_Task brief_.
Format the data below as a numbered list, starting at its beginning and ending at the line that contains "box: [572, 310, 587, 335]", with blank lines left out. Leave the pictures out of your answer.

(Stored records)
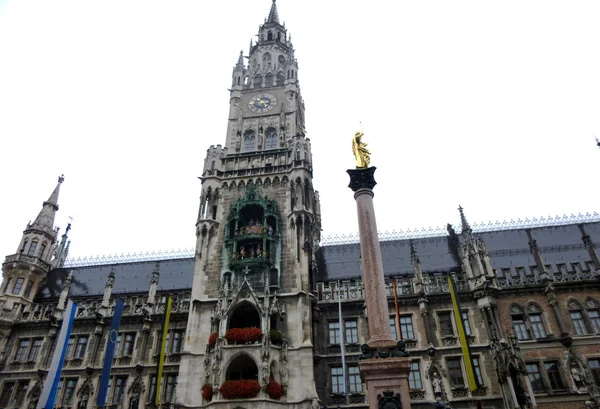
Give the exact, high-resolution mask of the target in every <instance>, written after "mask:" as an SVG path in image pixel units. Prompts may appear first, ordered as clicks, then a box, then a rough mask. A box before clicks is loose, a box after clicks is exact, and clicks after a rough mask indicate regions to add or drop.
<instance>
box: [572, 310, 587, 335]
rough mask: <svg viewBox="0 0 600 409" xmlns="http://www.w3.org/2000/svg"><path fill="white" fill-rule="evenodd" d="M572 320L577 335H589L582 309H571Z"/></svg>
mask: <svg viewBox="0 0 600 409" xmlns="http://www.w3.org/2000/svg"><path fill="white" fill-rule="evenodd" d="M570 315H571V321H573V328H575V333H576V334H577V335H587V328H586V327H585V322H583V314H582V313H581V311H571V313H570Z"/></svg>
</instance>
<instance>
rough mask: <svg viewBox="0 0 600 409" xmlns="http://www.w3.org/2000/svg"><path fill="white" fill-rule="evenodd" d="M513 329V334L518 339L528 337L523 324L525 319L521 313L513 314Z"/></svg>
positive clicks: (524, 324) (512, 317)
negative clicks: (513, 333)
mask: <svg viewBox="0 0 600 409" xmlns="http://www.w3.org/2000/svg"><path fill="white" fill-rule="evenodd" d="M512 318H513V329H514V330H515V336H516V337H517V339H518V340H519V341H524V340H527V339H529V333H528V332H527V325H525V319H524V318H523V316H522V315H513V317H512Z"/></svg>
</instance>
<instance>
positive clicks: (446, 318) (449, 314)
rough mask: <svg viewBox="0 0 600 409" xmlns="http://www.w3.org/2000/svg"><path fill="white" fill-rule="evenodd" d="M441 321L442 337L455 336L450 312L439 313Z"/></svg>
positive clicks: (438, 313) (441, 312) (440, 331)
mask: <svg viewBox="0 0 600 409" xmlns="http://www.w3.org/2000/svg"><path fill="white" fill-rule="evenodd" d="M438 319H439V320H440V334H441V335H442V337H451V336H454V328H453V327H452V317H451V315H450V312H449V311H444V312H438Z"/></svg>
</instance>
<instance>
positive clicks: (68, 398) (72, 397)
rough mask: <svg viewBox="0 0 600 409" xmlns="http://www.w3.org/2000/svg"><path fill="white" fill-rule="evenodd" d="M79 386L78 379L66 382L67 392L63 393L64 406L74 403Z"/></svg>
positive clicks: (68, 379)
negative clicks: (65, 405) (74, 396)
mask: <svg viewBox="0 0 600 409" xmlns="http://www.w3.org/2000/svg"><path fill="white" fill-rule="evenodd" d="M76 386H77V378H71V379H67V380H66V382H65V392H64V393H63V398H62V404H63V405H70V404H72V403H73V397H74V396H75V387H76Z"/></svg>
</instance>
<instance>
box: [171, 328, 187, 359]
mask: <svg viewBox="0 0 600 409" xmlns="http://www.w3.org/2000/svg"><path fill="white" fill-rule="evenodd" d="M184 335H185V331H173V343H172V344H171V353H172V354H180V353H181V351H183V337H184Z"/></svg>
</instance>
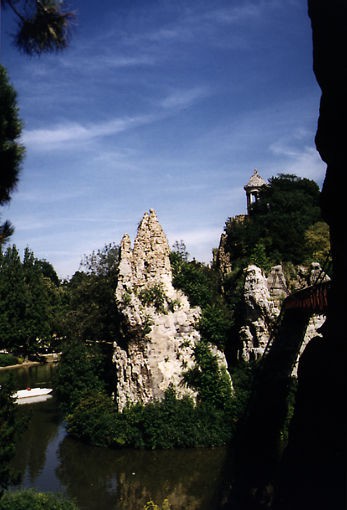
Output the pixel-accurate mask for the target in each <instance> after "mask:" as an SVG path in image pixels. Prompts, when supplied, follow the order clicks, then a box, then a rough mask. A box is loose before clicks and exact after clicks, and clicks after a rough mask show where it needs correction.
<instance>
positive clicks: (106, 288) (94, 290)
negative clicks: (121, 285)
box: [61, 244, 120, 341]
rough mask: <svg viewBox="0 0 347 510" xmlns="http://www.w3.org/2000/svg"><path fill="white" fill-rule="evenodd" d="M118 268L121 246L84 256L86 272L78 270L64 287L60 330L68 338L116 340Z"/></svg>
mask: <svg viewBox="0 0 347 510" xmlns="http://www.w3.org/2000/svg"><path fill="white" fill-rule="evenodd" d="M118 265H119V247H118V246H117V245H115V244H108V245H105V246H104V248H103V249H102V250H98V251H97V252H93V253H92V254H91V255H89V256H84V259H83V261H82V263H81V269H83V271H77V272H76V273H75V274H74V275H73V277H72V278H71V280H70V281H69V282H66V283H65V285H64V299H65V313H64V315H63V316H62V318H61V324H62V326H61V327H62V329H63V330H64V332H65V335H66V336H67V337H70V336H72V337H74V338H79V339H80V340H94V341H97V340H109V341H113V340H114V338H115V336H116V334H117V332H118V330H119V322H120V321H119V315H118V311H117V308H116V302H115V297H114V294H115V290H116V286H117V280H118Z"/></svg>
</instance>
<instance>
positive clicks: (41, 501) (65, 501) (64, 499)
mask: <svg viewBox="0 0 347 510" xmlns="http://www.w3.org/2000/svg"><path fill="white" fill-rule="evenodd" d="M0 510H77V506H76V505H75V504H74V503H73V502H71V501H69V500H67V499H65V498H63V497H62V496H61V495H59V494H53V493H43V492H37V491H35V490H33V489H26V490H22V491H18V492H7V493H6V494H5V495H4V496H3V497H2V498H1V499H0Z"/></svg>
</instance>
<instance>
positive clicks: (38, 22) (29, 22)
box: [4, 0, 74, 55]
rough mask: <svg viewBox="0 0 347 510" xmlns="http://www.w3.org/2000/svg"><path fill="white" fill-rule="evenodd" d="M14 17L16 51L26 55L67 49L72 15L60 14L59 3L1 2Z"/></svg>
mask: <svg viewBox="0 0 347 510" xmlns="http://www.w3.org/2000/svg"><path fill="white" fill-rule="evenodd" d="M4 4H5V6H9V7H10V8H11V9H12V11H13V12H14V14H15V15H16V17H17V21H18V27H17V31H16V33H15V35H14V42H15V45H16V46H17V48H18V49H19V50H21V51H23V52H24V53H27V54H28V55H41V54H42V53H45V52H54V51H61V50H63V49H65V48H66V46H67V45H68V34H69V28H70V24H71V21H72V19H73V18H74V13H73V12H69V11H66V10H64V2H61V1H59V0H41V1H36V0H25V1H24V0H20V1H18V0H16V1H13V0H4Z"/></svg>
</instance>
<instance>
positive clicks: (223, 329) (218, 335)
mask: <svg viewBox="0 0 347 510" xmlns="http://www.w3.org/2000/svg"><path fill="white" fill-rule="evenodd" d="M170 261H171V267H172V272H173V284H174V286H175V287H176V288H178V289H180V290H182V291H183V292H184V293H185V294H186V296H187V297H188V299H189V302H190V304H191V305H192V306H200V308H201V318H200V321H199V330H200V333H201V336H202V338H203V339H204V340H206V341H208V342H211V343H213V344H214V345H217V346H218V347H219V348H221V349H224V347H225V345H226V343H227V341H228V339H229V336H230V330H231V327H232V323H233V312H232V308H231V307H230V306H229V305H228V304H227V302H226V301H225V300H224V297H223V295H222V293H221V282H220V275H219V273H218V271H217V270H216V269H212V268H210V267H209V266H207V265H205V264H202V263H201V262H197V261H196V260H192V261H188V253H187V250H186V248H185V244H184V243H183V241H180V243H178V242H177V241H176V243H175V244H174V245H173V251H172V252H171V253H170Z"/></svg>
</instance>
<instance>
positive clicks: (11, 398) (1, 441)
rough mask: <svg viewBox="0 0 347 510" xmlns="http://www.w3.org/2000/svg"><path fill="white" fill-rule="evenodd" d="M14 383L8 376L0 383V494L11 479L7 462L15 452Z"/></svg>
mask: <svg viewBox="0 0 347 510" xmlns="http://www.w3.org/2000/svg"><path fill="white" fill-rule="evenodd" d="M13 393H14V385H13V382H12V380H11V379H10V378H8V379H7V380H5V381H4V382H3V383H2V385H0V495H1V493H2V491H3V490H4V489H6V488H7V486H8V485H9V484H10V483H11V482H12V481H13V473H12V472H11V469H10V467H9V463H10V461H11V459H12V457H13V456H14V454H15V451H16V448H15V439H16V435H17V432H18V429H17V421H16V408H17V405H16V404H15V403H14V400H13V398H12V394H13Z"/></svg>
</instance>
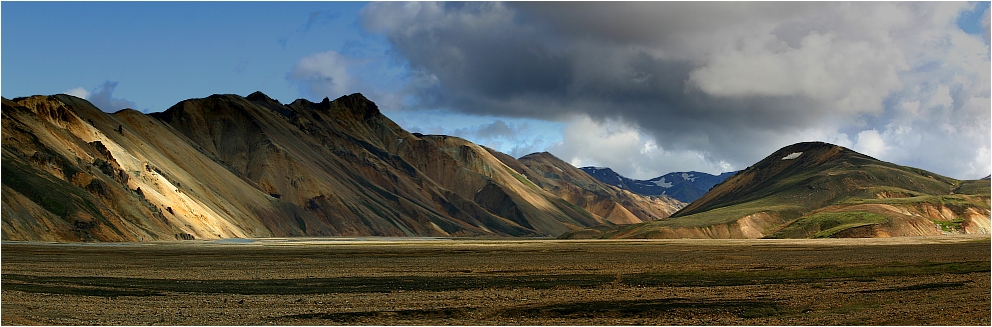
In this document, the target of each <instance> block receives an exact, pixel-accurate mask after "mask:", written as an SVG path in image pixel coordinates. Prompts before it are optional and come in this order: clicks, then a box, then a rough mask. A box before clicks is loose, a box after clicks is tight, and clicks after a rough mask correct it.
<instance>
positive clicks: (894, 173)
mask: <svg viewBox="0 0 992 327" xmlns="http://www.w3.org/2000/svg"><path fill="white" fill-rule="evenodd" d="M989 208H990V181H989V180H964V181H962V180H956V179H953V178H948V177H944V176H940V175H938V174H934V173H931V172H928V171H925V170H921V169H916V168H911V167H904V166H899V165H896V164H892V163H888V162H883V161H880V160H877V159H875V158H872V157H869V156H867V155H864V154H861V153H858V152H855V151H852V150H850V149H847V148H844V147H841V146H836V145H832V144H827V143H821V142H807V143H798V144H794V145H790V146H787V147H784V148H782V149H780V150H778V151H776V152H774V153H772V154H771V155H769V156H768V157H767V158H765V159H763V160H761V161H759V162H757V163H755V164H754V165H752V166H751V167H748V168H747V169H744V170H743V171H740V172H738V173H737V174H735V175H734V176H732V177H730V178H728V179H727V180H726V181H724V182H723V183H721V184H718V185H716V186H715V187H713V189H711V190H710V191H709V192H707V193H706V194H705V195H704V196H703V197H701V198H699V199H698V200H696V201H694V202H692V203H691V204H689V205H687V206H686V207H685V208H683V209H681V210H679V211H678V212H676V213H675V214H673V215H672V216H671V217H668V218H666V219H663V220H657V221H652V222H647V223H642V224H637V225H632V226H629V227H622V228H616V229H613V230H604V228H601V227H597V228H594V229H595V230H596V231H598V232H599V233H600V234H601V235H603V237H614V238H762V237H771V238H816V237H891V236H933V235H944V234H987V233H988V232H989V231H990V228H989V212H990V210H989ZM587 234H589V233H582V232H570V233H568V234H566V235H563V237H566V238H569V237H575V236H576V235H578V236H583V235H587Z"/></svg>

_Output for this exercise_.
1. Give the exact, high-resolution mask of the target in every <instance>, written after "mask:" as an SVG path in image pixel units. Prompts may appear first, ordered as clicks, then a box, then a rough mask. A box before clicks is loose, a box after clicks is exact, and clicks after a rough mask indicate regions to add or drop.
2. <instance>
3. box: [572, 310, 587, 335]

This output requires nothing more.